— begin MATERIAL FOR THIS EXERCISE —

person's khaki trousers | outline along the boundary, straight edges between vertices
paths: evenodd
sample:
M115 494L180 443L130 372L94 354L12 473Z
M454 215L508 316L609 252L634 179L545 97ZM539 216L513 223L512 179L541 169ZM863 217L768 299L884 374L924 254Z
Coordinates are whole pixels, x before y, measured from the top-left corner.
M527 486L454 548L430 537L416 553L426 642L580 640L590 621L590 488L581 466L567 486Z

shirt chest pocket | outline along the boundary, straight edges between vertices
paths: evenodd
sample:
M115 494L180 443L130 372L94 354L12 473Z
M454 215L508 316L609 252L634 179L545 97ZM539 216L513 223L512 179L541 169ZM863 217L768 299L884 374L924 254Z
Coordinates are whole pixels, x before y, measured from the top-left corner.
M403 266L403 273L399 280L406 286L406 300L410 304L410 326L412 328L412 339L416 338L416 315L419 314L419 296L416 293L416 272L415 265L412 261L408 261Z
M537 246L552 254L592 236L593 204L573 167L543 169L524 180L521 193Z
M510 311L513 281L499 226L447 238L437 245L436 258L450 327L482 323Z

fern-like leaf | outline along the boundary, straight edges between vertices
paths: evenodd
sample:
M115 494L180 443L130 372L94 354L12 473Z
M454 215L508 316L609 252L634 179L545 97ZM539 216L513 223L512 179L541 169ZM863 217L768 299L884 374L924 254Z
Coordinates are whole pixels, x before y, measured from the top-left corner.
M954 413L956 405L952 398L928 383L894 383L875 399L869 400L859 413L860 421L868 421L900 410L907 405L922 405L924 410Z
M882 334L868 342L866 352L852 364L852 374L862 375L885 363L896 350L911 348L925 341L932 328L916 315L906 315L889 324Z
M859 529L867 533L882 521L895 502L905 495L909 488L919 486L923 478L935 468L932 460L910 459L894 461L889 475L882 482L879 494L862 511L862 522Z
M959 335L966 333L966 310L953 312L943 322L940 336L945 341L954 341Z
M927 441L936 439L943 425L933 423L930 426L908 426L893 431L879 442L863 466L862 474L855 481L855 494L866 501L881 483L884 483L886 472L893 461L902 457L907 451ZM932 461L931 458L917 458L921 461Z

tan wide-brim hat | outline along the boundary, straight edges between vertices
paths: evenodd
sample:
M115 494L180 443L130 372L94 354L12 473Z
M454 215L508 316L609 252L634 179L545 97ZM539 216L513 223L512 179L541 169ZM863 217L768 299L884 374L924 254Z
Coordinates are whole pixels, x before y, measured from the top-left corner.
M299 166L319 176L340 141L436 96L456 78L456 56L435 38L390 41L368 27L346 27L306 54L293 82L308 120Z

— end MATERIAL FOR THIS EXERCISE —

### EXERCISE BRIEF
Can you quote, verbatim, the stretch of items from the very start through the line containing "M510 311L513 281L499", including both ends?

### PROBLEM SOLUTION
person's khaki trousers | outline along the boundary, straight edges between vertices
paths: evenodd
sample:
M115 494L180 443L130 372L94 354L12 473Z
M454 215L508 316L609 252L634 179L545 97ZM539 216L513 223L512 179L541 169ZM863 217L768 299L884 374L924 254Z
Coordinates are whole pixels, x before y, measured from the top-left corner.
M527 486L454 548L430 537L416 553L426 642L580 640L590 621L590 488L581 466L567 486Z

shirt chest pocket | outline along the boundary, straight edges between vertices
paths: evenodd
sample:
M115 494L180 443L130 372L94 354L12 473Z
M454 215L508 316L609 252L634 179L545 97ZM539 216L513 223L512 179L541 169ZM863 217L768 299L884 374L924 254Z
Coordinates are whole pixels, x before y, measured from the top-left corner.
M403 266L403 273L399 280L406 286L406 300L410 304L410 326L412 328L412 339L416 338L416 315L419 314L419 296L416 293L416 272L415 265L412 261L408 261Z
M537 246L552 254L592 236L593 204L573 167L543 169L524 180L521 193Z
M510 311L513 281L499 226L447 238L437 245L436 258L450 327L482 323Z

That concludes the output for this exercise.